──────── Input records ────────
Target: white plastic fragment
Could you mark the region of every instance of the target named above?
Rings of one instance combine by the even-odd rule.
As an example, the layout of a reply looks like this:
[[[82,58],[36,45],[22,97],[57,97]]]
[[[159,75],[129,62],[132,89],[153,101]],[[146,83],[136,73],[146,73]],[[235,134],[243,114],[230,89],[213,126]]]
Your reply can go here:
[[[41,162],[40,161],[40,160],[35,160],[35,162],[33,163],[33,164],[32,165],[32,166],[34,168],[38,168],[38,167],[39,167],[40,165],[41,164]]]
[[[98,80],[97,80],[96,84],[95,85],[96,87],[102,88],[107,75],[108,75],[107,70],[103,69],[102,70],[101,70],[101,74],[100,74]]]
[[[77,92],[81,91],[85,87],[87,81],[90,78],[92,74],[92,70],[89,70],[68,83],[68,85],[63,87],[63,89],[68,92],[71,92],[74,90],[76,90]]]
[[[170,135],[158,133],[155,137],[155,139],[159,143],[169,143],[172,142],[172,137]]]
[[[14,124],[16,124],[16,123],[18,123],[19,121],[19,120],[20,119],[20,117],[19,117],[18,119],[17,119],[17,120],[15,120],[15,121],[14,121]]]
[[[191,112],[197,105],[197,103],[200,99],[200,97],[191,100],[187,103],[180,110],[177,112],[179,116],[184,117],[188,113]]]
────────
- **What is needed**: Reproduce all of the material above word for word, leaving every line unchanged.

- **The solution**:
Target: white plastic fragment
Could you mark the region of every instance of the target named above?
Rings of one instance combine by the even-odd rule.
As an example, the layout of a reply looks like this:
[[[82,58],[36,45],[22,97],[57,97]]]
[[[159,75],[129,62],[132,89],[153,101]],[[146,83],[136,73],[146,73]],[[235,134],[243,114],[230,89],[213,126]]]
Your reply can go here:
[[[41,162],[40,161],[40,160],[35,160],[35,162],[33,163],[33,164],[32,165],[32,166],[34,168],[38,168],[38,167],[39,167],[40,165],[41,164]]]
[[[98,80],[97,80],[96,84],[95,85],[96,87],[102,88],[107,75],[108,75],[107,70],[103,69],[102,70],[101,70],[101,74],[100,74]]]
[[[77,92],[81,91],[85,87],[87,81],[90,78],[92,74],[92,70],[89,70],[68,83],[68,85],[63,87],[63,89],[68,92],[71,92],[74,90],[76,90]]]
[[[170,135],[158,133],[155,137],[155,139],[159,143],[169,143],[172,142],[172,137]]]
[[[14,124],[16,124],[16,123],[18,123],[19,121],[19,120],[20,119],[20,117],[19,117],[18,119],[17,119],[17,120],[15,120],[15,121],[14,121]]]
[[[191,112],[197,105],[197,103],[200,99],[200,97],[191,100],[187,103],[180,110],[177,112],[179,116],[184,117],[188,113]]]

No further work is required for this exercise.